Retype every line of the material below without any changes, and leave the pictures out of your answer.

Records
==*==

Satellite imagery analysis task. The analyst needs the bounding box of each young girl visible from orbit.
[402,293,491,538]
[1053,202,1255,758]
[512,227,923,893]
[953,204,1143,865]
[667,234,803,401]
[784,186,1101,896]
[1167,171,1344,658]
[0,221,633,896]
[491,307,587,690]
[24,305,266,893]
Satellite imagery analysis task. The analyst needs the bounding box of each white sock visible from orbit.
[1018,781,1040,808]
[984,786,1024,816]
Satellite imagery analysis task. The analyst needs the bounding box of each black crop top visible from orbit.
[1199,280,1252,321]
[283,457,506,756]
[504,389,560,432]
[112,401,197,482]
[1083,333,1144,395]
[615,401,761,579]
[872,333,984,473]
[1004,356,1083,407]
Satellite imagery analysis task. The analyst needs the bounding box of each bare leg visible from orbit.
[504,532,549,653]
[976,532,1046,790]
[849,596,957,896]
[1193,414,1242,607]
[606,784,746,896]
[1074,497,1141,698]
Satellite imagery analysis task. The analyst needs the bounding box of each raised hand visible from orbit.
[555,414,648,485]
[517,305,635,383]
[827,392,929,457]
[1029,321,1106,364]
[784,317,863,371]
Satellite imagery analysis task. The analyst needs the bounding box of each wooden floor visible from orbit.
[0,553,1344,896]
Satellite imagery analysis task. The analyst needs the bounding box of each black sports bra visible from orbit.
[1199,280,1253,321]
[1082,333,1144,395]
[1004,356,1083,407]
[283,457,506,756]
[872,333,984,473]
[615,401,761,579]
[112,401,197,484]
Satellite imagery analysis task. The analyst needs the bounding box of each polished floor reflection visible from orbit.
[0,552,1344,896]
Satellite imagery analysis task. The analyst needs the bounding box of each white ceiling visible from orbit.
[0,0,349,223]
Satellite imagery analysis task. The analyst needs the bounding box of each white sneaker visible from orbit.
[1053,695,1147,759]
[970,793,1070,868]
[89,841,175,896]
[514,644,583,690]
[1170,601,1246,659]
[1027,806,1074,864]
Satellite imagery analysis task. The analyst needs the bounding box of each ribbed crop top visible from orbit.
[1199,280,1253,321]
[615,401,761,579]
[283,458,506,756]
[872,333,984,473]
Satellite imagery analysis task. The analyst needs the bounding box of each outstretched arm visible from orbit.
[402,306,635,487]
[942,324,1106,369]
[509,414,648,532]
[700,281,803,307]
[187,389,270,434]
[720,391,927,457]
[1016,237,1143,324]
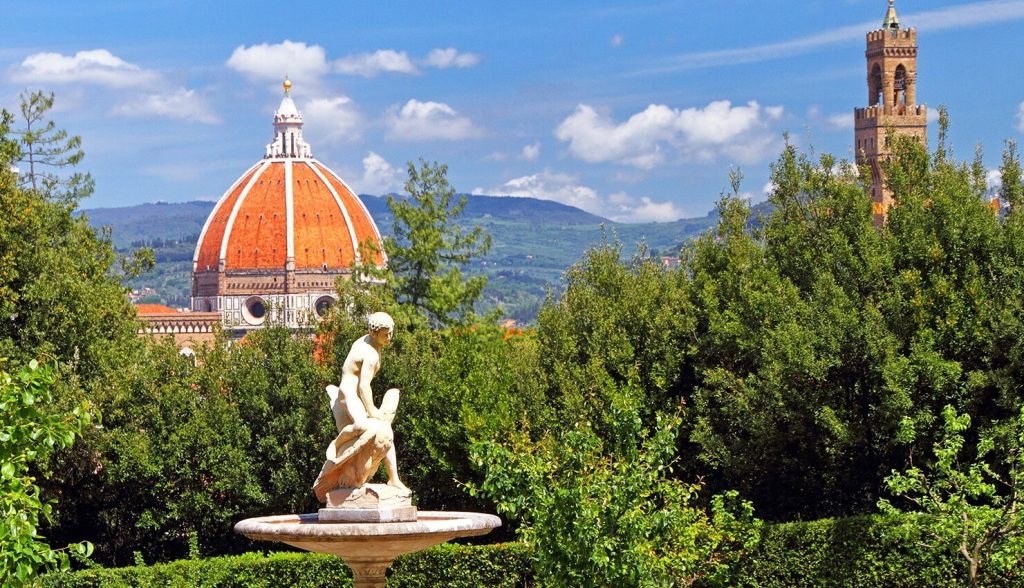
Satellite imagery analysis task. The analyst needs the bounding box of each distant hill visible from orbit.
[83,195,612,247]
[83,196,717,322]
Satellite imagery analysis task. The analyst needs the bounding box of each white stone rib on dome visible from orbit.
[193,162,263,271]
[217,161,270,269]
[312,159,387,265]
[309,160,362,263]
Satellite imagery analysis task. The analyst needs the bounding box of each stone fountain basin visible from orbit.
[234,510,502,561]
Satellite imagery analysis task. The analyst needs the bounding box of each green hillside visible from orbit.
[84,196,715,323]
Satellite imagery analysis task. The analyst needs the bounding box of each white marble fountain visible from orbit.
[234,312,502,588]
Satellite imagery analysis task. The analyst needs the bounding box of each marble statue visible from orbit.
[313,312,412,512]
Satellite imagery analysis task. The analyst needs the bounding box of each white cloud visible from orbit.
[639,0,1024,74]
[302,96,362,143]
[555,100,782,169]
[607,196,685,222]
[111,88,221,125]
[493,169,601,212]
[825,113,853,131]
[491,169,684,222]
[334,49,420,78]
[11,49,160,88]
[226,41,328,84]
[985,169,1002,194]
[357,152,406,195]
[385,98,480,141]
[519,141,541,161]
[424,47,480,70]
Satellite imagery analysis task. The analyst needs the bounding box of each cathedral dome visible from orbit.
[193,80,386,328]
[195,158,383,271]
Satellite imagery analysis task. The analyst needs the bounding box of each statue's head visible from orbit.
[368,312,394,344]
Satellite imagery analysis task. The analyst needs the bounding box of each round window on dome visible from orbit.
[313,296,335,318]
[242,296,266,325]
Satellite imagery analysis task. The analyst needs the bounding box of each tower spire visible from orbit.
[263,76,313,159]
[882,0,899,31]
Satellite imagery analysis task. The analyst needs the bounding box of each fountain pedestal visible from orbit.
[234,510,502,588]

==*==

#### Result for this exercise
Satellite imagery analysis task. The analyst needs the bounding box of each young girl visible from orbit.
[402,293,491,538]
[1053,202,1255,758]
[512,227,923,893]
[953,204,1143,865]
[667,234,803,401]
[784,186,1101,896]
[1167,171,1344,658]
[0,221,633,896]
[491,307,587,690]
[24,305,266,893]
Satellite imagery analysis task. The analyst needs the bounding box of each white sock visible from orbit.
[1018,781,1040,808]
[984,786,1024,816]
Satellite imagery analysis task. The analyst needs the bounding box of each black crop top visible from orbit.
[1199,280,1252,321]
[283,457,506,756]
[504,389,560,432]
[112,401,197,482]
[1083,333,1144,395]
[615,401,761,579]
[872,333,984,473]
[1004,356,1083,407]
Satellite imagery analysis task. The analyst needs the bounding box of each bare leg visible from orbit.
[504,532,549,653]
[976,532,1046,790]
[849,596,957,896]
[1193,414,1242,607]
[606,784,746,896]
[1074,497,1141,698]
Satellite imagery analysis task. The analyst needs the bounding box of each raised hand visible from orbit.
[555,414,648,485]
[517,305,635,383]
[827,392,929,457]
[1029,321,1106,364]
[784,317,863,371]
Satellite imagery analysis task. The analyst needs the bounding box of each wooden floor visible from orbit.
[0,553,1344,896]
Satellite imagery analysis task. The analyst needs the bounding box of each black sports bra visible from orbit.
[1199,280,1253,321]
[1082,333,1144,395]
[1004,356,1083,407]
[283,457,506,756]
[872,333,984,473]
[615,401,761,579]
[112,401,197,484]
Satellite imagery analysis task. The analyst needs the bounding box of each polished floor reflection visible from orbit.
[0,552,1344,896]
Satellite imagery analysis task. The analyst needs the bounding box of each white ceiling visible from orbit.
[0,0,349,223]
Satellite imagery analysis task. The analyst needs the bounding box of each white sneaker visible from orbit.
[1053,695,1147,759]
[970,793,1070,868]
[89,841,175,896]
[514,644,583,690]
[1170,601,1246,659]
[1027,806,1074,864]
Satellite imagery analysis task. The analyst needs the bounding box of each ribbed crop top visible from orbit.
[1199,280,1253,321]
[615,401,761,579]
[283,458,506,756]
[872,333,984,473]
Satellite imagery analysis task. The analyst needs the bounding box of each outstretched arm visible from orbit.
[402,306,635,487]
[942,324,1106,369]
[509,414,648,532]
[700,281,803,307]
[187,389,270,434]
[720,391,927,457]
[1016,237,1143,324]
Satellite imagery analysis task. The analyst needs the bounding box of each distant hill visible from orbit.
[83,195,612,247]
[83,196,717,322]
Satellite imagery analysis task. The analyst needs the bounding box of each white stone rib on dome visible from orbit.
[193,162,263,271]
[217,161,270,269]
[312,159,387,265]
[309,160,362,263]
Satellite imagery analysis task. The analyst needs the bounding box of each stone fountain basin visible from orbit.
[234,510,502,561]
Satellite imagery analysis task. The analyst needs the bounding box of each green hillside visible from orbit.
[84,196,715,323]
Satellite imagery analysis task. The analyst needs the bounding box of each white marble fountain visible from orbit.
[234,312,502,588]
Satellite imagery analysis task. The analyst needs the bounding box of each marble statue visible from orbit.
[313,312,412,512]
Satellite imagery analysis task. The analyst needs the bounding box of each white cloud visible from orbit.
[639,0,1024,74]
[302,96,362,143]
[555,100,782,169]
[607,196,685,222]
[111,88,221,125]
[493,169,601,212]
[825,113,853,131]
[491,169,684,222]
[334,49,420,78]
[11,49,160,88]
[226,41,328,84]
[985,169,1002,194]
[357,152,406,195]
[385,98,480,141]
[519,141,541,161]
[424,47,480,70]
Satellite imagery analysis task. The analyst needs the bounding box of each cathedral dome visible from orbit.
[193,80,386,328]
[195,158,383,271]
Satellite imagery analysis task. The analyst needs the bounding box of each statue's head visible from orbit.
[368,312,394,344]
Satellite imagery analysis task. The analyst needs the bounding box of each round window on dome visible from orbit.
[313,296,335,318]
[242,296,266,325]
Satellite imagery analysis task. The analyst needs the bounding box of each tower spire visible from orbit.
[263,76,313,159]
[882,0,899,31]
Satellite imagery analysis task. The analyst needs the bounding box of each fountain pedestal visible from orbit.
[234,510,502,588]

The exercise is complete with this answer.